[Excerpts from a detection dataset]
[Start]
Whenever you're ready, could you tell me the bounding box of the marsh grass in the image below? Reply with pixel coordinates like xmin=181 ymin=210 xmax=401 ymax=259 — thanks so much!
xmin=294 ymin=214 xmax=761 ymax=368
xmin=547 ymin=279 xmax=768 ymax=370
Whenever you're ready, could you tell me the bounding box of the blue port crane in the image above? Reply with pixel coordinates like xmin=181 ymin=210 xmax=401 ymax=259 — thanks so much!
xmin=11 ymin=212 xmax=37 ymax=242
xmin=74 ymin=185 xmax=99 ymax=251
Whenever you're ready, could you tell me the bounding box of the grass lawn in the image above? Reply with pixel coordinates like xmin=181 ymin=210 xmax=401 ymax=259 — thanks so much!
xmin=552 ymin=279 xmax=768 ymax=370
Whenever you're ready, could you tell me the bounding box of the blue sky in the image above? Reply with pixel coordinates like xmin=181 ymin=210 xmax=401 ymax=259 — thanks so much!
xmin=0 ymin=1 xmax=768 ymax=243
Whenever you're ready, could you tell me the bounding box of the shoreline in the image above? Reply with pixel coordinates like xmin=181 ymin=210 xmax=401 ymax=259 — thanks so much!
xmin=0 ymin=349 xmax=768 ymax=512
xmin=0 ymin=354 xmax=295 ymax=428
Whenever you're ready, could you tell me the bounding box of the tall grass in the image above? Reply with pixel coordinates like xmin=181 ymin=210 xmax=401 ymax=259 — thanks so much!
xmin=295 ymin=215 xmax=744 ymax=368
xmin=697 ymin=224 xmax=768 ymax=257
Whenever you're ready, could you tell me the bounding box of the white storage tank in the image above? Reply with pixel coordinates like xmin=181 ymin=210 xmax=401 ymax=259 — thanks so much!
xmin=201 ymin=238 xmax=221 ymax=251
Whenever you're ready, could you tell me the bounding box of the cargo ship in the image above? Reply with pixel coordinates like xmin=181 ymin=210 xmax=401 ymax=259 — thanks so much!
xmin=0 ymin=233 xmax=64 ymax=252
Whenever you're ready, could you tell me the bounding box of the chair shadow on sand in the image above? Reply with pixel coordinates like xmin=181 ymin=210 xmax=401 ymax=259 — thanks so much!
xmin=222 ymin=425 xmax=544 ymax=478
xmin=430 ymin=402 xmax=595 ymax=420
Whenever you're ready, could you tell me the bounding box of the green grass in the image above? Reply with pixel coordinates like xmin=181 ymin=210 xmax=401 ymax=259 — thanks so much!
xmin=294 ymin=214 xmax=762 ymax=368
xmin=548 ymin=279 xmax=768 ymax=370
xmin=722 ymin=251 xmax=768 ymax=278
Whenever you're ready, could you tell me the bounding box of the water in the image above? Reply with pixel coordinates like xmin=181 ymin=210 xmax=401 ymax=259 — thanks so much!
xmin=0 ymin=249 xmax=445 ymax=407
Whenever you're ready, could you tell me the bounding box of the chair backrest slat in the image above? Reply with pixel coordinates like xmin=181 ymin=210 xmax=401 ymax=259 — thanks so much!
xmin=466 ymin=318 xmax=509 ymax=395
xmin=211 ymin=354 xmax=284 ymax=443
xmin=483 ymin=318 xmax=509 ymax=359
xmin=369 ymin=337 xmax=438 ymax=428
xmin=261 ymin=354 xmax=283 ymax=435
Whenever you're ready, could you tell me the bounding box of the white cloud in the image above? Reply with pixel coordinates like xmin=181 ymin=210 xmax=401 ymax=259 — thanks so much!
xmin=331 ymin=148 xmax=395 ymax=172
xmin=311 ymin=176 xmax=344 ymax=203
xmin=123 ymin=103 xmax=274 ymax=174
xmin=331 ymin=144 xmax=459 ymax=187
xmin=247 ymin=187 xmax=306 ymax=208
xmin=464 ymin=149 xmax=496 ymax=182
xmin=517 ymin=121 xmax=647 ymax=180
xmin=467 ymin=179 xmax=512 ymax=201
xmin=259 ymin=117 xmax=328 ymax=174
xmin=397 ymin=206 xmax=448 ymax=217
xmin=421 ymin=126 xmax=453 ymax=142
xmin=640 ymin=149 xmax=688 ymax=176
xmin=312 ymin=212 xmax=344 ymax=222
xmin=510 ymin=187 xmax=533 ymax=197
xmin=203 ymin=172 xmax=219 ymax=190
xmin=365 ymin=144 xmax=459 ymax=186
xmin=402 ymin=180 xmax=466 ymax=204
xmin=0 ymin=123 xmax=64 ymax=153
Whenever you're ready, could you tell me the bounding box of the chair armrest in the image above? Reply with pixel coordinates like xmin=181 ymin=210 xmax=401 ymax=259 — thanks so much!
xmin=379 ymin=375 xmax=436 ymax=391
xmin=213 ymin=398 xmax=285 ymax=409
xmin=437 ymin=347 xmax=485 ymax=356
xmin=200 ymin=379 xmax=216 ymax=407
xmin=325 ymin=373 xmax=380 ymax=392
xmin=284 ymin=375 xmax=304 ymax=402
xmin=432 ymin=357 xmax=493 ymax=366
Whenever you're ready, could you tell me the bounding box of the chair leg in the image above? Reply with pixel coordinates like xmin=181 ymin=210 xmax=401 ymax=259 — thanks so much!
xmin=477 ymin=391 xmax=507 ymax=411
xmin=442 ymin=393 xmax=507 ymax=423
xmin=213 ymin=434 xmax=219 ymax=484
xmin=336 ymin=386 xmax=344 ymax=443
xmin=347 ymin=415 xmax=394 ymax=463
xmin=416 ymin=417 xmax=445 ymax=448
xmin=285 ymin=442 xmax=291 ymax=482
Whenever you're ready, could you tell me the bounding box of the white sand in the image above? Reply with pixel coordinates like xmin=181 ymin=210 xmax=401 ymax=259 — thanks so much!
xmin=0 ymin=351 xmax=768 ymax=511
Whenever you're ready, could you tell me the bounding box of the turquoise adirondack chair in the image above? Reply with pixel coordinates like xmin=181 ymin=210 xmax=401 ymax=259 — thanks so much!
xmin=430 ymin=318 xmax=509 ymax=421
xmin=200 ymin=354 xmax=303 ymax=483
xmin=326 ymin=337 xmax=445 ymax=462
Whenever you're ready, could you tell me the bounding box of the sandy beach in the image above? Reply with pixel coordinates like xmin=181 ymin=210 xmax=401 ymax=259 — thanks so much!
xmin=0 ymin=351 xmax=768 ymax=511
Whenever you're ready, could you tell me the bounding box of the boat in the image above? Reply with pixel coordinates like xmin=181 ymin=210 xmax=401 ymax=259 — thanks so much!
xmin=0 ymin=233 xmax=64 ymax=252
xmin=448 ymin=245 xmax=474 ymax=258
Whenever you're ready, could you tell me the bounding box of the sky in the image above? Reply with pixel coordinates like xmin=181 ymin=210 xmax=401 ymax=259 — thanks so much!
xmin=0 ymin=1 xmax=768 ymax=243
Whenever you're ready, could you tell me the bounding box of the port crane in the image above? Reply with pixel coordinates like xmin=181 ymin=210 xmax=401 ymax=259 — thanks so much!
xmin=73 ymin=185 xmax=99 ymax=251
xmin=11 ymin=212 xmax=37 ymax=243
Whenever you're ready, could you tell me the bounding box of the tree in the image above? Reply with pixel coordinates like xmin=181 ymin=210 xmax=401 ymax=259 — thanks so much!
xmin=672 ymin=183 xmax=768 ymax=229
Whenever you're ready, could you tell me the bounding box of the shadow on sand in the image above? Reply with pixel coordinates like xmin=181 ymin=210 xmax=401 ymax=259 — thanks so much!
[End]
### PROBLEM
Output the lines above exactly as they appear, with no changes.

### RESULT FOR THIS EXERCISE
Whenever you're ready, could you tell me the bounding box of the marsh grass in the image below? Reply with pixel coordinates like xmin=181 ymin=210 xmax=401 ymax=259 — thanks so much!
xmin=294 ymin=214 xmax=761 ymax=368
xmin=547 ymin=279 xmax=768 ymax=370
Whenever you're ready, could you tell me the bounding box of the blue port crane in the image above? Reply with pixel coordinates like xmin=181 ymin=210 xmax=401 ymax=259 — thanks so much!
xmin=11 ymin=212 xmax=37 ymax=242
xmin=74 ymin=185 xmax=99 ymax=251
Whenever you're ready, could you tell me the bounding box of the grass lawn in the image above? Reply with pixel coordinates like xmin=181 ymin=210 xmax=401 ymax=259 — thanks so much!
xmin=552 ymin=279 xmax=768 ymax=370
Whenever you're ready, could you tell me the bounding box of the blue sky in the image above? Reply with pixel coordinates like xmin=181 ymin=210 xmax=401 ymax=259 — thanks so much!
xmin=0 ymin=1 xmax=768 ymax=243
Whenever you're ready, could you tell me the bounding box of the shoreline in the image above? Reply with pixel coordinates like xmin=181 ymin=210 xmax=401 ymax=259 — thanks so much!
xmin=0 ymin=349 xmax=768 ymax=512
xmin=0 ymin=354 xmax=295 ymax=428
Whenever you're ready, could you tell me the bounding box of the tall grass in the image above? Reply with pixel coordinates like xmin=181 ymin=210 xmax=401 ymax=259 — thanks so much!
xmin=295 ymin=215 xmax=744 ymax=368
xmin=697 ymin=224 xmax=768 ymax=257
Whenever you're ready, could you tell me the bounding box of the white storage tank in the image above? Reply with pixel coordinates like xmin=181 ymin=210 xmax=401 ymax=259 — thanks so much!
xmin=201 ymin=238 xmax=221 ymax=251
Whenever you're ready, could you tell me the bounding box of the cargo ship in the image above? Reply with pixel coordinates like xmin=181 ymin=210 xmax=401 ymax=259 — thanks so much!
xmin=0 ymin=233 xmax=64 ymax=252
Whenever you're ready, could you tell me the bounding box of the chair shadow on sand in the image above? Reply with pixel coordinates like xmin=181 ymin=210 xmax=401 ymax=259 — thanks so much!
xmin=222 ymin=425 xmax=544 ymax=478
xmin=430 ymin=402 xmax=595 ymax=420
Whenever you're ready, could you tell me the bounding box of the green grass in the image above? Reply with pixel coordinates like xmin=181 ymin=210 xmax=401 ymax=259 — thanks so much!
xmin=294 ymin=214 xmax=762 ymax=368
xmin=548 ymin=279 xmax=768 ymax=370
xmin=722 ymin=251 xmax=768 ymax=278
Whenever you're ready, could you tell me the bounding box of the water in the image above? Reply with pixel coordinates like xmin=181 ymin=210 xmax=401 ymax=259 — thanks so much!
xmin=0 ymin=249 xmax=445 ymax=407
Whenever you're ready, could you tell me the bounding box of the chair backrest slat in the image above? Reply with pixel coordinates like xmin=181 ymin=210 xmax=401 ymax=259 — thanks so much!
xmin=466 ymin=318 xmax=509 ymax=395
xmin=211 ymin=354 xmax=284 ymax=443
xmin=483 ymin=318 xmax=509 ymax=359
xmin=369 ymin=337 xmax=438 ymax=428
xmin=261 ymin=354 xmax=283 ymax=435
Whenever you're ready, could you tell me the bounding box of the white cloud in the image above? Reply with pixel coordinates like xmin=181 ymin=210 xmax=401 ymax=259 — thanks so much!
xmin=331 ymin=148 xmax=395 ymax=172
xmin=311 ymin=176 xmax=344 ymax=203
xmin=123 ymin=103 xmax=274 ymax=174
xmin=331 ymin=144 xmax=459 ymax=187
xmin=247 ymin=187 xmax=306 ymax=208
xmin=464 ymin=149 xmax=496 ymax=182
xmin=517 ymin=121 xmax=647 ymax=180
xmin=467 ymin=179 xmax=512 ymax=201
xmin=259 ymin=117 xmax=328 ymax=174
xmin=397 ymin=206 xmax=448 ymax=217
xmin=421 ymin=126 xmax=453 ymax=142
xmin=640 ymin=149 xmax=688 ymax=176
xmin=312 ymin=212 xmax=344 ymax=222
xmin=510 ymin=187 xmax=533 ymax=197
xmin=203 ymin=172 xmax=219 ymax=190
xmin=365 ymin=144 xmax=459 ymax=186
xmin=402 ymin=180 xmax=466 ymax=204
xmin=0 ymin=123 xmax=64 ymax=153
Whenever you're ready, could you tell me the bounding box of the chair armrest in the image above? Reply with pixel coordinates like xmin=181 ymin=210 xmax=401 ymax=259 — thanks so much!
xmin=379 ymin=375 xmax=436 ymax=391
xmin=213 ymin=398 xmax=285 ymax=409
xmin=437 ymin=347 xmax=485 ymax=356
xmin=200 ymin=379 xmax=216 ymax=407
xmin=325 ymin=373 xmax=380 ymax=392
xmin=284 ymin=375 xmax=304 ymax=402
xmin=432 ymin=357 xmax=493 ymax=366
Whenever you're ready, could you tell me the bounding box of the chair leg in the image above? Reply with pixel coordinates like xmin=181 ymin=210 xmax=401 ymax=259 — thanks so much!
xmin=477 ymin=391 xmax=507 ymax=411
xmin=442 ymin=393 xmax=507 ymax=423
xmin=213 ymin=434 xmax=219 ymax=484
xmin=336 ymin=386 xmax=344 ymax=443
xmin=347 ymin=415 xmax=394 ymax=463
xmin=416 ymin=417 xmax=445 ymax=448
xmin=285 ymin=442 xmax=291 ymax=482
Whenever you're ready, could you tell me the bounding box of the white sand in the image above? Reply with pixel coordinates like xmin=181 ymin=210 xmax=401 ymax=259 — thanks so much!
xmin=0 ymin=351 xmax=768 ymax=511
Whenever you're ready, could you tell me the bounding box of the turquoise adirondack chair in the image above? Reply with pixel coordinates like xmin=181 ymin=210 xmax=401 ymax=259 — thanks so much!
xmin=430 ymin=318 xmax=509 ymax=421
xmin=200 ymin=354 xmax=303 ymax=483
xmin=326 ymin=337 xmax=445 ymax=462
Whenever you're ready, could you tell me the bounding box of the sandy beach in the image above? Reply with pixel coordinates like xmin=181 ymin=210 xmax=401 ymax=259 — thanks so much!
xmin=0 ymin=351 xmax=768 ymax=511
Whenever you're ready, could you tell me the bounding box of the boat in the image above? Reply with pixel coordinates like xmin=181 ymin=210 xmax=401 ymax=259 — thanks so much!
xmin=0 ymin=233 xmax=64 ymax=252
xmin=448 ymin=245 xmax=474 ymax=258
Whenever you're ready, could you tell me the bounding box of the sky in the image above? Reply with pixel coordinates like xmin=181 ymin=210 xmax=401 ymax=259 — thanks so much!
xmin=0 ymin=1 xmax=768 ymax=243
Whenever you're ready, could you tell me the bounding box of the port crane in the image above? Reply with pixel coordinates like xmin=181 ymin=210 xmax=401 ymax=259 — thanks so much!
xmin=73 ymin=185 xmax=99 ymax=251
xmin=11 ymin=212 xmax=37 ymax=243
Whenever you're ready, could you tell me the bounding box of the tree in the image above? Reply with pixel coordinates like xmin=181 ymin=210 xmax=401 ymax=259 — thanks so much!
xmin=672 ymin=183 xmax=768 ymax=229
Whenever you're ready, could you tell me the bounding box of the shadow on sand in the image above? Reply with pixel coordinates like xmin=181 ymin=210 xmax=401 ymax=259 — thanks so much!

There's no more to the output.